— Begin —

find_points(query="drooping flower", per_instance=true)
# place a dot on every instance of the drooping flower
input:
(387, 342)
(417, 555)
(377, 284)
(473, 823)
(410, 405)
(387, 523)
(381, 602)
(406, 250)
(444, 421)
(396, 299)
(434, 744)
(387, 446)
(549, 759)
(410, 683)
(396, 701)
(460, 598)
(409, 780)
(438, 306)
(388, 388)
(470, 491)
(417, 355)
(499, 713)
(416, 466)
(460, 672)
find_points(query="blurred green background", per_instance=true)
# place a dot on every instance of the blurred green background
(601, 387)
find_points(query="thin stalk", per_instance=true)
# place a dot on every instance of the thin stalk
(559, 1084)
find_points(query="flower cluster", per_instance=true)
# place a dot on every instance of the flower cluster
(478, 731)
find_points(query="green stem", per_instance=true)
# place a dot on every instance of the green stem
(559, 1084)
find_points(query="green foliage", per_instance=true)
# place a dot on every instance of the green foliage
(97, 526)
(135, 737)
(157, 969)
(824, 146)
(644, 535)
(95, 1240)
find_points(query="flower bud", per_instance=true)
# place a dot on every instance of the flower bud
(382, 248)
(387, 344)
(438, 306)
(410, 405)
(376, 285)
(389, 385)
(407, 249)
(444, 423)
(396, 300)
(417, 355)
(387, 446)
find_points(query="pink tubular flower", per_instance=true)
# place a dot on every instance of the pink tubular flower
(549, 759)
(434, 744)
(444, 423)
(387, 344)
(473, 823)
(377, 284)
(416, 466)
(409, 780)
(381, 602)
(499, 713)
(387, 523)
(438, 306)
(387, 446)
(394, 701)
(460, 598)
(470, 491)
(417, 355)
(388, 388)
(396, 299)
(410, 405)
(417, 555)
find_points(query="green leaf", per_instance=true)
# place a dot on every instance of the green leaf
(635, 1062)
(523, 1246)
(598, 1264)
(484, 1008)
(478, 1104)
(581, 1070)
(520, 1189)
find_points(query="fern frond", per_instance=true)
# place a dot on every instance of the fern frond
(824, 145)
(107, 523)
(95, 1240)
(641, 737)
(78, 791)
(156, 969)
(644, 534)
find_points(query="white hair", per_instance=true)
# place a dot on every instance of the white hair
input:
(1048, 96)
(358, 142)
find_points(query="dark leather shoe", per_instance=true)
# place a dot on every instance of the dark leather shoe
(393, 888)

— End —

- **REQUIREMENTS**
List every line in the items above that contains the string "frond", counting only matches with the same case.

- **RESPONSE TO THE EXERCISE**
find_points(query="fern frond", per_instance=true)
# place a dot on every instance of the fern frond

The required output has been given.